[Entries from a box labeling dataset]
══════
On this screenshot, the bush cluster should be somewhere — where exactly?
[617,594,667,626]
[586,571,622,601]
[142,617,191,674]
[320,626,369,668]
══════
» **TASK INSTRUCTIONS**
Scale the entries above: write out every line again, requests included, with each bounding-box coordinate in the answers multiplied by 2.1 and rounded to the nearest whole number, halves rounding up. Leave the request text unchanged.

» **ANSWER BELOW**
On this screenshot, the bush cluster should be somewhere — where exactly?
[1296,1247,1401,1315]
[1231,1199,1306,1262]
[298,1296,401,1415]
[672,1315,775,1403]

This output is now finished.